* _REQUIRED ACTION_: Go through the data below and copy each line that includes "traffic".

* _EXERCISE MATERIALS_:
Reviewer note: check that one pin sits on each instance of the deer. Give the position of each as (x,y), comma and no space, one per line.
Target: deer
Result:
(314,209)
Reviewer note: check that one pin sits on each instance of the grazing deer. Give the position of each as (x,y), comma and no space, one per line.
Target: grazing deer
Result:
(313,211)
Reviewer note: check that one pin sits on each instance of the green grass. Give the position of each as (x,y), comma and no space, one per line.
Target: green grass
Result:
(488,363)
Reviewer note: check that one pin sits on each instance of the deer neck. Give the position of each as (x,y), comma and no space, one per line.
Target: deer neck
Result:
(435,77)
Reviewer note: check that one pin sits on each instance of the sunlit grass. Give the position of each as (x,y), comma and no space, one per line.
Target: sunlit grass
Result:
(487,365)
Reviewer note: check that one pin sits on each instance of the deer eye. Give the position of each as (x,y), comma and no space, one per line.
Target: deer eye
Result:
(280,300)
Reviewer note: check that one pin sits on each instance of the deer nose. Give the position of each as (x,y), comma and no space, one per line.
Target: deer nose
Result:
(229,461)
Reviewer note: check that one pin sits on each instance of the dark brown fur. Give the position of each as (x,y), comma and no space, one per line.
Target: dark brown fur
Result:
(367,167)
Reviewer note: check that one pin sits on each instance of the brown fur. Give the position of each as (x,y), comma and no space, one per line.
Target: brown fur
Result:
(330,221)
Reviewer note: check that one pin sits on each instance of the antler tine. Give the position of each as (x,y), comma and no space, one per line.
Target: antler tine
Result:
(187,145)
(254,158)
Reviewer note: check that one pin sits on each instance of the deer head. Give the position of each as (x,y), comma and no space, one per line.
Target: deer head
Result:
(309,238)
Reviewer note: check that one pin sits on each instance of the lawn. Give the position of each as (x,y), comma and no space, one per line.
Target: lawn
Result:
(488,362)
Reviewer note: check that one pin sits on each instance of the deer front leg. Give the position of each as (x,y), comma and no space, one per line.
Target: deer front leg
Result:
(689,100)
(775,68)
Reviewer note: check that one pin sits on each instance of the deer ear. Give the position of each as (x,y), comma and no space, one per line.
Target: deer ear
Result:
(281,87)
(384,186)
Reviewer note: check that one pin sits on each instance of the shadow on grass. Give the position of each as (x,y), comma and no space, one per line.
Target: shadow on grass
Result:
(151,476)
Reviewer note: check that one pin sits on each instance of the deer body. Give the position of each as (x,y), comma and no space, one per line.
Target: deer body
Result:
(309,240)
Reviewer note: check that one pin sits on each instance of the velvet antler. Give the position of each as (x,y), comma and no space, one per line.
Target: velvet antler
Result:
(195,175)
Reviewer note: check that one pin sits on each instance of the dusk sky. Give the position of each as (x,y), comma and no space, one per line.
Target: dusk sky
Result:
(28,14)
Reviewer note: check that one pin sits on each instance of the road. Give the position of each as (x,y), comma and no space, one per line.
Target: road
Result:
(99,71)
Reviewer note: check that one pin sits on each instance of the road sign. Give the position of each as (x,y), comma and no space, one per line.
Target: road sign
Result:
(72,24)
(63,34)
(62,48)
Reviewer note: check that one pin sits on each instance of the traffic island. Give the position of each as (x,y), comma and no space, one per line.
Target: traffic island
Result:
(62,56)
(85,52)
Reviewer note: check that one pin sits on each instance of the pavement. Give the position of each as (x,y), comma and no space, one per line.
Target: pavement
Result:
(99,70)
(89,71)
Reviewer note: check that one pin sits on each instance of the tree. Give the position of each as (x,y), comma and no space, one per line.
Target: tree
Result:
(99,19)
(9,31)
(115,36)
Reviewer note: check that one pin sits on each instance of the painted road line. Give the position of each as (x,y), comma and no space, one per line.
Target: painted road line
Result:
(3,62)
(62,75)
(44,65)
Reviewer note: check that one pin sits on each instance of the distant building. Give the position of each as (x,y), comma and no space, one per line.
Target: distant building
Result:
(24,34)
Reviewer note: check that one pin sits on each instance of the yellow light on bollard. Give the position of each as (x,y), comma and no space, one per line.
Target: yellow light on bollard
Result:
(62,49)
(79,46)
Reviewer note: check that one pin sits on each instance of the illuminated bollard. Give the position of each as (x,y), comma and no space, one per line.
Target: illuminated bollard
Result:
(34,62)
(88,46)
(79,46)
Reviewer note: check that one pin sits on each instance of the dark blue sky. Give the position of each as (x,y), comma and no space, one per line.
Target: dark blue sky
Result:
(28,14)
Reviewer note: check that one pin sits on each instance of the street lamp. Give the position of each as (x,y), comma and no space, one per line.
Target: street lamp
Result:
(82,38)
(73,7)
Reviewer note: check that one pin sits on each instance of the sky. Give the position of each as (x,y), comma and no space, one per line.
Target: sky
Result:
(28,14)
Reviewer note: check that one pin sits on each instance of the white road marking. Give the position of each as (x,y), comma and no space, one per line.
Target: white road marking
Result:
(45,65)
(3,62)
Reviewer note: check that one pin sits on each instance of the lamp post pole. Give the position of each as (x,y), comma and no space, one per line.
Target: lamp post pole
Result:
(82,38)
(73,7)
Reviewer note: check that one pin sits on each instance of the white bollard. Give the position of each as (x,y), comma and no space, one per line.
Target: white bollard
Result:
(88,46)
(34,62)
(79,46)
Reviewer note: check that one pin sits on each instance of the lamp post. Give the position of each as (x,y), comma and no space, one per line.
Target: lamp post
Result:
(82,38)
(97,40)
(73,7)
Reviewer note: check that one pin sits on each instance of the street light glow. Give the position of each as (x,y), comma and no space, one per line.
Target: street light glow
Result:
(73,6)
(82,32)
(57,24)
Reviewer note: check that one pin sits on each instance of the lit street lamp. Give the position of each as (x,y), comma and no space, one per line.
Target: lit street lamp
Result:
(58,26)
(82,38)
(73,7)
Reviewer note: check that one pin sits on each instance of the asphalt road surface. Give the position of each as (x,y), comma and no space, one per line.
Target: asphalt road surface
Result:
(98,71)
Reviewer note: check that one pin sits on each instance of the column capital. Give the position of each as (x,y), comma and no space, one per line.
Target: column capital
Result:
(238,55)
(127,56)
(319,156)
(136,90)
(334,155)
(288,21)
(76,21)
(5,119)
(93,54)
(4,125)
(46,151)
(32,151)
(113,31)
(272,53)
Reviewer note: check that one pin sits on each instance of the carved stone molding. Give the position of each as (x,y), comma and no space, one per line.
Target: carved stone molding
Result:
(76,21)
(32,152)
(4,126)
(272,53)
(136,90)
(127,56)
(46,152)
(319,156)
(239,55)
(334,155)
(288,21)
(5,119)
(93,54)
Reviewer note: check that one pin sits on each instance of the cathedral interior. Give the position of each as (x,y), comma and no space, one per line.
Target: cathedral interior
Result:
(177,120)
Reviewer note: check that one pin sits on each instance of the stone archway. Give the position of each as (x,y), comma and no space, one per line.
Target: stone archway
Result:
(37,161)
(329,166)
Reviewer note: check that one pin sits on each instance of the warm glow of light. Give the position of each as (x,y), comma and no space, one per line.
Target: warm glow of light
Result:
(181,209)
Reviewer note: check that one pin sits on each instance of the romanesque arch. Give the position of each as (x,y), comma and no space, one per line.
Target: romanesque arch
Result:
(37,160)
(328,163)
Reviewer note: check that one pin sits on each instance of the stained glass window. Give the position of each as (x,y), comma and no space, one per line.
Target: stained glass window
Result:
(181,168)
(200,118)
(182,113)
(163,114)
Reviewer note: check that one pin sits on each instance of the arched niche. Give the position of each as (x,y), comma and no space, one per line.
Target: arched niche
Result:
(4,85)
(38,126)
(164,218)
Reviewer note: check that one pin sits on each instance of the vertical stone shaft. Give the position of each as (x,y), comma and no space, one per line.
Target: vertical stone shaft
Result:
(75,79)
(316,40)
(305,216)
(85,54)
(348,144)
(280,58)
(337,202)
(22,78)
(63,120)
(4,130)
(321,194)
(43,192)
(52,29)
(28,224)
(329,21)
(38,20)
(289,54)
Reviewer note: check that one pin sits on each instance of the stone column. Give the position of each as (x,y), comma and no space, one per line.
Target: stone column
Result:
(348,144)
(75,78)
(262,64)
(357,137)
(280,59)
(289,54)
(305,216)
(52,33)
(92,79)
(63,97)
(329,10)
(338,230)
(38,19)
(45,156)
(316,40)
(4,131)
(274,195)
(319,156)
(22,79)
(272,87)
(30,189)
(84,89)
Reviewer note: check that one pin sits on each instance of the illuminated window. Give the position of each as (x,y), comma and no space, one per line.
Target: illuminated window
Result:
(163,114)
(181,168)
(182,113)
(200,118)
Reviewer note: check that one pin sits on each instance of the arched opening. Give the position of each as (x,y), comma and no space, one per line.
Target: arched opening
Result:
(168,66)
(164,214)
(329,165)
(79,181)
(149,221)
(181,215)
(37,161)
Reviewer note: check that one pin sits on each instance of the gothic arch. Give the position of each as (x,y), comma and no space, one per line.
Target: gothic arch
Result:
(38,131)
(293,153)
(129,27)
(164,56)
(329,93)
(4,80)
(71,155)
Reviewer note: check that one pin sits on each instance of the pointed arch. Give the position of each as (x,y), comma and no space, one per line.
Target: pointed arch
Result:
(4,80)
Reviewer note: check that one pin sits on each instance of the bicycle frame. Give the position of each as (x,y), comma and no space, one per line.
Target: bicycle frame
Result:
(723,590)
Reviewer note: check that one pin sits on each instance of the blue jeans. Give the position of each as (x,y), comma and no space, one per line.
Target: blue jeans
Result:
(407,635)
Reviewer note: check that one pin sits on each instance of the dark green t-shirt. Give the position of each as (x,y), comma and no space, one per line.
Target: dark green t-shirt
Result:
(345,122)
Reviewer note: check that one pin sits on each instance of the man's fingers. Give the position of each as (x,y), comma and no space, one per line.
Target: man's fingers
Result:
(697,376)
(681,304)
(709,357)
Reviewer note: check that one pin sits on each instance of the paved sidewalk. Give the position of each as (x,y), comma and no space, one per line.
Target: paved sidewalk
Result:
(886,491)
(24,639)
* * *
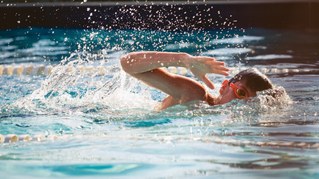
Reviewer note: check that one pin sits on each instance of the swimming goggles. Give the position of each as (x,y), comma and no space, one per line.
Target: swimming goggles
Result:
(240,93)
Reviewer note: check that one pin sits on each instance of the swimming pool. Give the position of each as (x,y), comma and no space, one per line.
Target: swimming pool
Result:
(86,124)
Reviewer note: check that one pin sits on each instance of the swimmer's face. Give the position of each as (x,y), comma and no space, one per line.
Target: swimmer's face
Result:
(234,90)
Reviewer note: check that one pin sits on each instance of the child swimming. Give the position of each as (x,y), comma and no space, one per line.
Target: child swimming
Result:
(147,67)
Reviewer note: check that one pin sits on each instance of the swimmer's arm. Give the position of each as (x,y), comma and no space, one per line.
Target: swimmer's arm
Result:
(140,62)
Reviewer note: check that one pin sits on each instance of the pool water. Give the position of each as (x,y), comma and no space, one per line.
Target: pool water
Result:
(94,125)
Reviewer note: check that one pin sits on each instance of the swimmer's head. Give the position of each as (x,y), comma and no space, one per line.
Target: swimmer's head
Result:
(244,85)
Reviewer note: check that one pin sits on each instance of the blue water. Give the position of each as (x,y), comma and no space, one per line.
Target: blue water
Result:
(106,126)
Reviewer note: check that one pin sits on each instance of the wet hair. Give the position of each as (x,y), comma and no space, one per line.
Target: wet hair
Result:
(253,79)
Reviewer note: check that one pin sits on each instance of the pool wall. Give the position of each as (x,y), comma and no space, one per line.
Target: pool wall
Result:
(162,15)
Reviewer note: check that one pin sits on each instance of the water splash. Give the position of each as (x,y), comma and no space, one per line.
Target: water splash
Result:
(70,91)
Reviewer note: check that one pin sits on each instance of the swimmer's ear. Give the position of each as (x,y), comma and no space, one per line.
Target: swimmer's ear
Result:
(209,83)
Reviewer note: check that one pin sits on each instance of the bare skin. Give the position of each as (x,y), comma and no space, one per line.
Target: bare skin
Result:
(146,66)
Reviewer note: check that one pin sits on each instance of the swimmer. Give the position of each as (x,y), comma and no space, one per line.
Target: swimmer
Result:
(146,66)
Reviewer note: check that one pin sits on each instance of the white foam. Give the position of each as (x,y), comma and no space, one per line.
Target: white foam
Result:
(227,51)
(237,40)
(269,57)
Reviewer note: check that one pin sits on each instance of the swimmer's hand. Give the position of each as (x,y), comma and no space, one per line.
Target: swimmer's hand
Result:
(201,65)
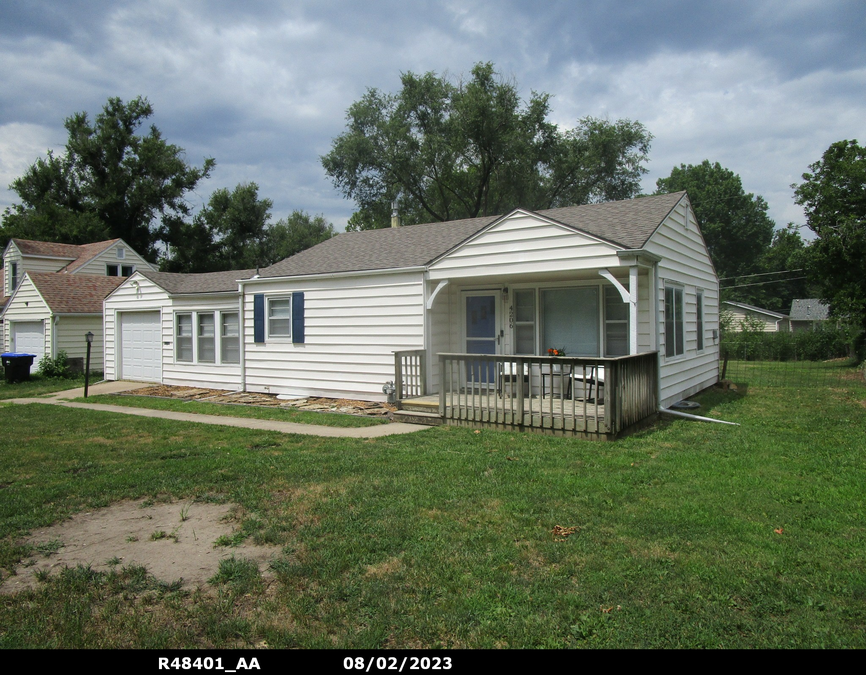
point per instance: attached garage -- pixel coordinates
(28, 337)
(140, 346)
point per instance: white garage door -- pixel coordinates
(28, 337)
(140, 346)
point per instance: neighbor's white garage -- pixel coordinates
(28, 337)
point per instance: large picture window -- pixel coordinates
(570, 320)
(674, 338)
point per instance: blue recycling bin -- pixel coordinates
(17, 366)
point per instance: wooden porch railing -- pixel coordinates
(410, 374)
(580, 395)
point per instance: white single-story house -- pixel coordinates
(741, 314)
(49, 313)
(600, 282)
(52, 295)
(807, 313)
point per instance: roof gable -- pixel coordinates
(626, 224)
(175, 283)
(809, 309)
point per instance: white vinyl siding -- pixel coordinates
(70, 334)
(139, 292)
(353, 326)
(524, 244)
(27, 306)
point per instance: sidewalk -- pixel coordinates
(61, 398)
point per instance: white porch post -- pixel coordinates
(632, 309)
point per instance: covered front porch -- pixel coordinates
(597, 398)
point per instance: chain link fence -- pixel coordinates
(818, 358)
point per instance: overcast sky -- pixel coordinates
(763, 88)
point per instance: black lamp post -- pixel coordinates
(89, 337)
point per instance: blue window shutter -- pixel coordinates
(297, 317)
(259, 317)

* _WRITTEN SOLUTION_:
Reviewer note: check that one pin sits on each instance of the traffic island. Give the position of each as (x,y), comma and no space, one per line.
Target: traffic island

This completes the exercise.